Task goal:
Copy every one of the entries below line for line, changing nothing.

[Stored entries]
>> Begin

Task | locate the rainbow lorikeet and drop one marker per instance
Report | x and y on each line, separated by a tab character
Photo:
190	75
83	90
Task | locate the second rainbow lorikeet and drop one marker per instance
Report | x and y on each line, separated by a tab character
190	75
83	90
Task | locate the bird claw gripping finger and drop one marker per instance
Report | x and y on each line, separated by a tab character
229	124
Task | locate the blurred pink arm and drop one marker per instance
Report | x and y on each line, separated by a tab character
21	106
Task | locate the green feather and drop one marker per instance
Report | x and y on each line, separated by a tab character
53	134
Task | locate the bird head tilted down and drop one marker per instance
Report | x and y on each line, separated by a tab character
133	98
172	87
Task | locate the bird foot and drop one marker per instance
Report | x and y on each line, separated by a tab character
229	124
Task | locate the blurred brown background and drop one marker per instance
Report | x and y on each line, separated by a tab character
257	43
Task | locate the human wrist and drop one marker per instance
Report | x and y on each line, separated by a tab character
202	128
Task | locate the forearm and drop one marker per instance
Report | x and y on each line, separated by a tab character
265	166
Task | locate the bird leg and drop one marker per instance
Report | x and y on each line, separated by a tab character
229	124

>> End

Finished answer:
Task | locate the rainbow lorikeet and drop one marker per instance
Report | x and y on each line, separated by a tab character
Photo:
190	75
83	90
Task | locate the second rainbow lorikeet and drop one marker per instance
Report | x and y on each line, separated by a tab character
190	75
83	90
Task | locate the bird claw gripping finger and drop one marker per instance
Report | x and y on each line, separated by a tab character
229	124
Task | locate the blurred pink arm and drop one marker per instance
Report | x and y on each line, separated by a tab character
21	106
Task | locate the green feather and drop one marker per instance
Report | x and y on each line, separated by a tab character
53	134
Task | locate the bird head tilted down and drop one marker per instance
Report | x and y on each line, separated by a tab character
133	98
172	87
Task | locate the bird foot and drop one marker per instance
Report | x and y on each line, separated by a tab character
229	124
Task | locate the blurred brown background and drop one marker per instance
Report | x and y on each line, separated by a tab character
257	43
Task | locate the human wrist and drop one marker per instance
Report | x and y on each line, separated by a tab character
202	128
Task | locate the forearm and drop one marker per instance
Report | x and y on each line, separated by a tab character
265	166
Task | locate the bird leg and drop one marker per instance
Report | x and y on each line, separated by a tab character
229	124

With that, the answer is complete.